** Exercise requirements **
Reproduce every line of the material below verbatim, and leave the pictures out.

A series of records
* Begin *

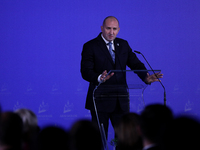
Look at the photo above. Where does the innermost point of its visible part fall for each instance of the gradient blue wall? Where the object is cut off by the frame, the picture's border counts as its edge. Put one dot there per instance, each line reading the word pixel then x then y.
pixel 41 43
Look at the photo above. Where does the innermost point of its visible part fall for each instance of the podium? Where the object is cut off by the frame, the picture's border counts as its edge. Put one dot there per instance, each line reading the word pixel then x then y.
pixel 120 86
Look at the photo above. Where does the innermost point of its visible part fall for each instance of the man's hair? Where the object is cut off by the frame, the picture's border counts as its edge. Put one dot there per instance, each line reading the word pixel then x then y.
pixel 108 18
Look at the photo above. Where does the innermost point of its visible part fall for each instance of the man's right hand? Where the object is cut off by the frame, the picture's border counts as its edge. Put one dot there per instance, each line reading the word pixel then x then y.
pixel 105 77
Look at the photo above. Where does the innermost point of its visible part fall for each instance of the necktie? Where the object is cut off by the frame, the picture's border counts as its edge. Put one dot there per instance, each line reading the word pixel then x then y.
pixel 111 51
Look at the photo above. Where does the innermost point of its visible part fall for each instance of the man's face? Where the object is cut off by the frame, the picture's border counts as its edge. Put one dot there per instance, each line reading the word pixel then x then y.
pixel 110 29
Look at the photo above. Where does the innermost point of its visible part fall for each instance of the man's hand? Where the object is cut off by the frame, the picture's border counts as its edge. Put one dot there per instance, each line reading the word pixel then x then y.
pixel 154 77
pixel 105 77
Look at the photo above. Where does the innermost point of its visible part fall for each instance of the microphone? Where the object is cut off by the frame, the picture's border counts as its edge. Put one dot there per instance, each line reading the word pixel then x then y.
pixel 155 75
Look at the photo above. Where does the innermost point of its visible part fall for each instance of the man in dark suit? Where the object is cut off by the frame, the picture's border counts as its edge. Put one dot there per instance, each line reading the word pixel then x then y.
pixel 97 62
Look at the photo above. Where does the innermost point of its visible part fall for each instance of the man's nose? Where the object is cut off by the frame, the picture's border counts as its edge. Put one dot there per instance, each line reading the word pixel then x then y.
pixel 111 31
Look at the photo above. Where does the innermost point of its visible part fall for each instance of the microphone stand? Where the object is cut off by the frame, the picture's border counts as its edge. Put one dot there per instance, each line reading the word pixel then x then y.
pixel 101 127
pixel 155 75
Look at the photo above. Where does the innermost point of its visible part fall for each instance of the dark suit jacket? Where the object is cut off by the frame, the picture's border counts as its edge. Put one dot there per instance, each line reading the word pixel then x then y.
pixel 95 59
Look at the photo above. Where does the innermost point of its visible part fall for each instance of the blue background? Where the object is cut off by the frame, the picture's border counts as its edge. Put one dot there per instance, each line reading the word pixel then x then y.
pixel 41 43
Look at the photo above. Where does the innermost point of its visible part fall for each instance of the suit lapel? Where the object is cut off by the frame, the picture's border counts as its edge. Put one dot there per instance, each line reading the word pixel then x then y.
pixel 104 48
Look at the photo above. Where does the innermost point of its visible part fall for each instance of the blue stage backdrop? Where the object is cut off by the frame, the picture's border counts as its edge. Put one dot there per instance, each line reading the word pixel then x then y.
pixel 41 43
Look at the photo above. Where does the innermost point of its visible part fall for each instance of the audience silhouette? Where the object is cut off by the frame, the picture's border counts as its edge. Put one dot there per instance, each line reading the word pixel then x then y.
pixel 155 128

* End *

** Written solution **
Look at the photo above. Where does the innermost point of its visible part fall for each instance of the gradient blue wall? Where the object is cut off by the frame, the picture's border counts as its edge. Put one dot there per instance, each line reading the word pixel then x then y.
pixel 41 43
Look at the photo above. Where does the innermost point of its visible part fall for each instance of the podium? Where the object is cut off by the frame, the picture's border counts as its edge. Put one dot there per instance, each line reading the word pixel then x then y.
pixel 120 86
Look at the photo above. Where does the innermost point of its visible part fall for each instance of the man's hair? Where the object is cut off by the frame, the picture's border counts as its edge. Put one dot there per instance, each line reading the word pixel then x then y.
pixel 108 18
Look at the photo above. Where does the innermost point of its visible part fall for each instance of the man's right hand? Where the object is cut off by the frame, the picture's border counts as its edge. Put one dot there per instance, each line reading the word pixel then x then y.
pixel 105 77
Look at the photo above. Where does the innermost point of its visible part fall for each instance of the necktie? Where the object is cut off by the frame, the picture's border counts as its edge. Put one dot there per instance, each line reading the word pixel then x then y.
pixel 111 51
Look at the photo above. Where does the innermost point of its visible part fall for each instance of the man's face? Where the object is cut off by the frame, the picture's border counts as its edge. Put one dot there per instance, each line reading the word pixel then x then y.
pixel 110 29
Look at the photo above. Where does the innermost point of its visible part fall for each instance of the man's hand? Where the object is cut off by the frame, the picture's border counts as its edge. Put one dot there per instance, each line reading the word pixel then x then y.
pixel 154 77
pixel 105 77
Look at the photo above. Where does the innermost point of its visible part fall for each instance of the microphone? Where the object is cut off by the frame, the picture's border counts as its edge. Put one dot there per instance, each line reading the word pixel then x then y.
pixel 155 75
Look at the photo above. Where does the innermost point of its visible part fall for each instance of the man in dark suit? Where the object is cut off by the frame, the picture's border counts as its edge. Put one dot there per instance, each line reading the word pixel then x then y.
pixel 97 62
Look at the photo above. Where does the innermost point of its visible part fall for each instance of the man's nose? Where the object is cut off by the frame, the picture's border counts as its edge. Put one dot there per instance, each line reading the word pixel then x then y.
pixel 111 31
Look at the photo above. Where does the innermost point of its visible part fall for each instance of the microphone stand? Where the object is cut off by the frame, the picture's border counts as its edge. Put one dot there per instance, each line reading the word pixel then x then y.
pixel 101 127
pixel 155 75
Look at the photo above. Where does the innermost point of its visible part fall for each instance of the dark suit jacket? Where the object is cut off by the frame, the picture's border counts as its edge. Put one dot there per instance, each line reading the word pixel then x then y.
pixel 95 59
Look at the photo above. Where does the innermost point of its visible part fall for each instance of the blue background? Where the object is cut off by the frame, the picture's border counts as its edge. Put one dot there per instance, each line reading the word pixel then x then y.
pixel 41 43
Look at the photo above. Where does the innermost point of its visible part fall for each instance of the suit lapel? Where the object is cut off by the frame, the picture's border counts as its edge. Put one dot there per instance, each line reading the word pixel then x then y.
pixel 104 48
Look at the photo above. Where does the innermost point of its visible part fall for each instance of the blue stage backdrop? Where the object is cut off by the frame, the picture's border counts as its edge. Put one dot there per instance, each line reading the word pixel then x then y.
pixel 41 43
Look at the photo above. Where does the innermost point of its visible part fall for each instance of the audience silhouette? Where the object is cut off by the frame, the picture's border counts as its edge. Put one dot there per instance, each line reading the word pixel then x then y.
pixel 155 128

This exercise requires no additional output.